- _TEXTE PROPOSÉ_
★ ★ ★ ★ ★ ★ ★

Un demi-siècle de construction européenne est abordé dans ce livre (1) qui remonte le fil des textes du traité de Lisbonne (2007) au traité de Rome (1957) en passant par Nice (2001), Amsterdam (1997), Maastricht (1992) et l’Acte unique européen (1986). Un voyage dans le temps qui commence donc dans la capitale portugaise, reprenant l’ensemble des articles du traité sur l’Union européenne (TUE) et du traité sur le fonctionnement de l’Union européenne (TFUE), pour s’achever dans la capitale italienne où l’aventure européenne a débuté il y a plus de cinquante ans. «Le but poursuivi dans ce guide est de faire comprendre aux étudiants de Science politique les origines d’une règle et son évolution à travers le temps», explique Quentin Michel, professeur à la Faculté de Droit et de Science politique de l’Université de Liège et directeur de l’Unité d’Etudes européennes. «Nous avons compilé l’ensemble des articles et sommes remontés jusqu’au premier traité qui a fondé l’Union en 1957, en prenant le traité de Lisbonne comme point de départ d’une recherche qui consistait à identifier l’origine d’un article dans les versions précédentes des traités et à mettre en exergue les éventuelles modifications qu’il a subies au fil du temps.»
 
Cover ROME LISBONNE okPas plus que Rome, l’Union européenne ne s’est pas faite en un jour. Et le processus entamé au lendemain de la Seconde Guerre mondiale est loin d’être achevé d’autant que le nombre de pays ayant rejoint l’Union a considérablement augmenté ces dernières années accroissant la complexité du fonctionnement des institutions européennes. «On ne fonctionne pas à 28 comme à 6», confirme Quentin Michel, professeur à la Faculté de Droit et de Science politique de l’Université de Liège et directeur de l’Unité d’Etudes européennes. «Cela a un impact évident. Ne fût-ce que pour de simples dispositions pratiques. Quand les représentants des six pays fondateurs (l’Allemagne, la Belgique, la France, l’Italie, le Luxembourg et les Pays-Bas) se réunissaient, vous pouviez effectuer un tour de table avec une prise de parole de deux minutes pour chaque intervenant et en moins d’un quart d’heure, c’était fini. Aujourd’hui, le même tour de table nécessite une heure. En outre, parallèlement à l’augmentation du nombre d’intervenants, les langues se sont multipliées. Autant dire que les choses ne se sont pas simplifiées au fil du temps. Au départ, l’Union européenne a été pensée pour fonctionner au maximum avec 15 Etats membres, personne n’imaginait alors qu’elle en compterait presque le double aujourd’hui.»

En 1957, les premières langues officielles et de travail de l’Union européenne étaient au nombre de quatre (l’allemand, le français, l’italien et le néerlandais) ; elles sont actuellement au nombre de 24. Si dans la pratique, l’anglais, le français et l’allemand sont principalement utilisés comme langues procédurales, il faut avouer que la maison Europe s’apparente quelque peu et quelques fois à une tour de Babel. Conscients de cette réalité – une complexité croissante et un risque de blocage – les Etats membres affichent une volonté commune de simplifier le fonctionnement de l’ensemble des institutions européennes. Si l’on excepte le traité Euratom, l’Europe d’aujourd’hui est fondée sur le traité de Lisbonne qui a modifié le traité sur l’Union européenne (Maastricht, 1992) et le traité instituant la Communauté Européenne (Rome, 1957). Le premier a gardé son nom (TUE en abrégé) ; le second est devenu le traité sur le fonctionnement de l’Union européenne (TFUE). Sans surprise, le second se taille la part du gâteau juridique avec pas moins de 358 articles pour 55 au premier. Au total le traité de Lisbonne comprend donc un peu plus de 400 articles contre 248 dans le traité de Rome. Le nombre d’articles n’a pas seulement augmenté mais a également évolué dans la lettre et dans l’esprit.

★ ★ ★ ★ ★ ★ ★

- _CONSIGNES_
1. Répondez aux questions suivantes à partir du texte sur les traités européens.
(a) Combien d'articles compte le traité sur le fonctionnement de l'Union européenne ?
(b) Quelles étaient les quatre premières langues officielles et de travail en 1957 ?
(c) Combien de temps demande aujourd'hui le tour de table décrit par Quentin Michel ?
2. Recopiez à l'identique les rangées, depuis leur première ligne jusqu'à la ligne contenant "ring_rule: even-odd", celle-ci comprise.

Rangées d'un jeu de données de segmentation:
★ ★ ★ ★ ★ ★ ★

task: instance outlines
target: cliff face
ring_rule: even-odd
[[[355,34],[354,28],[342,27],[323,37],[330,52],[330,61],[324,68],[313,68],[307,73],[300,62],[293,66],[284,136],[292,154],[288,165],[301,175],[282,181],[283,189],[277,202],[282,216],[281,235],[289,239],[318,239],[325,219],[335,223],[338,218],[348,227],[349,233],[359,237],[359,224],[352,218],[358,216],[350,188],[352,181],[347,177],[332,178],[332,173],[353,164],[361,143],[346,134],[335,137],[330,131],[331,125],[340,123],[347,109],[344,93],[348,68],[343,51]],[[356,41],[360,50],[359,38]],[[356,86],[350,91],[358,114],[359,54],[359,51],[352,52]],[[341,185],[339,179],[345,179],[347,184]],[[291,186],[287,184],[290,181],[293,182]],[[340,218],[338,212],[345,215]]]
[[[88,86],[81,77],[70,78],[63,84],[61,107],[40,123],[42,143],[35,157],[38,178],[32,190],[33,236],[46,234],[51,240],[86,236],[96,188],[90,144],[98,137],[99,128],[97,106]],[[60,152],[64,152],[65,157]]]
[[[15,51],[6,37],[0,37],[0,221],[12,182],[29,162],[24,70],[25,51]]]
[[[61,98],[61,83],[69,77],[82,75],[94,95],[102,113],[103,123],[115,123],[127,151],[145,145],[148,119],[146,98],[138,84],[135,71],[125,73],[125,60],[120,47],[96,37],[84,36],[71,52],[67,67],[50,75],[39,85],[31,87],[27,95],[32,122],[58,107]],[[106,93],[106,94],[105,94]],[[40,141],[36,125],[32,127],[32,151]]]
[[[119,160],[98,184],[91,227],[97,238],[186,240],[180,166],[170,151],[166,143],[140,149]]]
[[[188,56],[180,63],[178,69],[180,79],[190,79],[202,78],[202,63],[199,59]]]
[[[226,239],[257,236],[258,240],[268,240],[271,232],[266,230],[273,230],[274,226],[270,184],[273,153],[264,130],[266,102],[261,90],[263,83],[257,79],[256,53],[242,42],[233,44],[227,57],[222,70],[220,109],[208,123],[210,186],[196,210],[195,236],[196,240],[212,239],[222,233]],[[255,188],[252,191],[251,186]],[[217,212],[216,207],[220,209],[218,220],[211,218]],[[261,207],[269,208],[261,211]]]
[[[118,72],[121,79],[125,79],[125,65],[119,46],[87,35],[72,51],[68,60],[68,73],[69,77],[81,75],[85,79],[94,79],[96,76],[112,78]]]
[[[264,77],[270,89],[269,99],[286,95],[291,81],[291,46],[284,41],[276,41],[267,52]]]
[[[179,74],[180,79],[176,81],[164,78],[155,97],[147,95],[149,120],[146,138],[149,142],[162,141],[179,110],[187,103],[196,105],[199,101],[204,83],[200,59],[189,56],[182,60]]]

★ ★ ★ ★ ★ ★ ★

- _CORRIGÉ_
1.
(a) 358 articles.
(b) L'allemand, le français, l'italien et le néerlandais.
(c) Une heure.

2.
task: instance outlines
target: cliff face
ring_rule: even-odd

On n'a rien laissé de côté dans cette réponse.